▸ Problem requirements:
Rewrite all of the records below, replacing every occurrence of "expected shape" with "expected format" and leaving all other text unchanged.

▸ Exercise input:
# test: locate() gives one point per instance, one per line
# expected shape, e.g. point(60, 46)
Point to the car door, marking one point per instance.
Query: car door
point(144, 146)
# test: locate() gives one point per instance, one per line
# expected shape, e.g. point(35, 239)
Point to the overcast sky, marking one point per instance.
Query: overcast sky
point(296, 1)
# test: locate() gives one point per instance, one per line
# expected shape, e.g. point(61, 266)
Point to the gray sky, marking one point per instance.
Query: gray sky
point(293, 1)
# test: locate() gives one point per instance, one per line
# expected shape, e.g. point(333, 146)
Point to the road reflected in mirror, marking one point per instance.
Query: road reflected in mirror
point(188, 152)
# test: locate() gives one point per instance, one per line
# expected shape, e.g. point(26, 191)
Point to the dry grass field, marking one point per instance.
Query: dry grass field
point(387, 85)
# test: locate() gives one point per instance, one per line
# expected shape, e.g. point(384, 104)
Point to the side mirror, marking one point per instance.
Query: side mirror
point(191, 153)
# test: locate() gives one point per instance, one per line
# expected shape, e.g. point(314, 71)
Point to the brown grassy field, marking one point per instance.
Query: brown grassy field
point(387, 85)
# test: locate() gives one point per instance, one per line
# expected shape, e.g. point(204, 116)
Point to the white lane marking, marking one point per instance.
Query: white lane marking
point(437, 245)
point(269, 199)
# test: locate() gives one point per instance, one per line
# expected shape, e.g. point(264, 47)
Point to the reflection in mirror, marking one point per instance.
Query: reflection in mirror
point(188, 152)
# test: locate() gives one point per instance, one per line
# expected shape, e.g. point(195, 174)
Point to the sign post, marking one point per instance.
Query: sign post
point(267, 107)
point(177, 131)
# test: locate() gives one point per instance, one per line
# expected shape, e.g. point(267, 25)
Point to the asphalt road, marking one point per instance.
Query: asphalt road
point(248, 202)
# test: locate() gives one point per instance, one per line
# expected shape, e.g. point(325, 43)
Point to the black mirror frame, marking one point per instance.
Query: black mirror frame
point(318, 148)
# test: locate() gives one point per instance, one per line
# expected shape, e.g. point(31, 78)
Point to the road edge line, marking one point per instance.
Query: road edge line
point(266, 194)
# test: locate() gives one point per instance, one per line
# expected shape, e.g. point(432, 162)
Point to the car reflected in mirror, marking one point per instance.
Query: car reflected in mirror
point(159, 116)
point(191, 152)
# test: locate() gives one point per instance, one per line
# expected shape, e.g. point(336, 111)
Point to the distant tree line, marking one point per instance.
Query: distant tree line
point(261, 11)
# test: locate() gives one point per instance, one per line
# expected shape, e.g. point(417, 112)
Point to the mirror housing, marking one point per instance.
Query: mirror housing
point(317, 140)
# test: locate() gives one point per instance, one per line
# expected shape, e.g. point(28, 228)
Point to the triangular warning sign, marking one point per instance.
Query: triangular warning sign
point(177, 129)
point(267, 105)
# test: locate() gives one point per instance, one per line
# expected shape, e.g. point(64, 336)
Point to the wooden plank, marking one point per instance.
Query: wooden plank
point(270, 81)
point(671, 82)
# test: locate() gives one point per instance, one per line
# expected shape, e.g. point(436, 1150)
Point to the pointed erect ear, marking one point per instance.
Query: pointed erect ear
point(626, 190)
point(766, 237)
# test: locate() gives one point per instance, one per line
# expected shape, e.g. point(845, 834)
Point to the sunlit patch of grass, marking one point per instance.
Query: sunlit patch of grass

▸ Output of the exercise:
# test: locate() gives one point per instance, one per line
# expected format, e.g. point(60, 46)
Point to the car door, marking one point per instance.
Query: car door
point(144, 146)
# test: locate() gives one point per instance, one per line
# expected format, e.g. point(35, 239)
Point to the overcast sky, marking one point per instance.
Query: overcast sky
point(296, 1)
# test: locate() gives one point per instance, one per line
# expected format, e.g. point(61, 266)
Point to the gray sky, marking one point per instance.
Query: gray sky
point(293, 1)
# test: locate() gives one point per instance, one per line
# expected format, e.g. point(333, 146)
Point to the road reflected in mirror, marking one point per instance.
Query: road reflected in mirror
point(188, 152)
# test: locate() gives one point per instance, one per line
# expected format, e.g. point(26, 191)
Point to the dry grass field, marking one point per instance.
Query: dry grass field
point(387, 85)
# test: locate() gives one point per instance, one per line
# expected format, e.g. point(384, 104)
Point to the side mirror, marking one point per instance.
Query: side mirror
point(191, 153)
# test: locate() gives one point per instance, one per line
# expected format, e.g. point(314, 71)
Point to the brown grassy field, marking one point per instance.
Query: brown grassy field
point(387, 85)
# test: locate() gives one point per instance, one per line
# expected format, e.g. point(204, 116)
Point to the white lane marking, marking one point per instance.
Query: white lane marking
point(437, 245)
point(269, 199)
# test: locate() gives one point per instance, one per line
# expected format, e.g. point(264, 47)
Point to the reflection in mirror, marking one point per instance.
Query: reflection in mirror
point(188, 152)
# test: locate() gives one point per instance, one per line
# expected format, e.g. point(195, 174)
Point to the sign post, marking one point per instance.
Query: sign post
point(267, 107)
point(177, 131)
# test: locate() gives one point per instance, one per line
# expected format, e.g. point(267, 25)
Point to the asphalt road, marking one point per instance.
Query: asphalt road
point(248, 202)
# test: locate() gives one point per instance, one per line
# expected format, e.g. point(325, 43)
Point to the black mirror frame, marking one point per instance.
Query: black mirror frame
point(318, 148)
# test: locate() gives one point per instance, one per line
# expected format, e.g. point(31, 78)
Point to the road edge line, marking one point per instance.
Query: road edge line
point(266, 194)
# test: locate() gives one point per instance, one per line
# expected format, e.g. point(432, 162)
Point to the car reflected in mirror, marking one point per instance.
Query: car reflected in mirror
point(159, 116)
point(191, 152)
# test: locate() gives one point per instance, one per line
# expected format, e.g. point(336, 111)
Point to the distant tree line, marking one point per instance.
Query: distant tree line
point(261, 11)
# test: locate() gives one point per instance, one per line
# expected format, e.g. point(417, 112)
Point to the mirror housing, marking one point per instance.
Query: mirror housing
point(317, 140)
# test: locate() gives one point per instance, one per line
# expected format, e.g. point(28, 228)
Point to the triangular warning sign, marking one point per instance.
Query: triangular warning sign
point(177, 129)
point(267, 105)
# test: locate() gives one point per instance, one per line
# expected format, e.g. point(64, 336)
Point to the wooden plank, marking one point per instance.
Query: wooden plank
point(270, 81)
point(671, 82)
# test: locate() gives one point per instance, one per line
# expected format, e.g. point(436, 1150)
Point to the pointed erect ear, marking one point per instance.
Query: pointed erect ear
point(626, 190)
point(766, 237)
# test: locate() gives one point per instance, one per line
# expected format, e.g. point(845, 834)
Point to the sunlit patch of grass, marking one point per instance.
Query: sunlit patch of grass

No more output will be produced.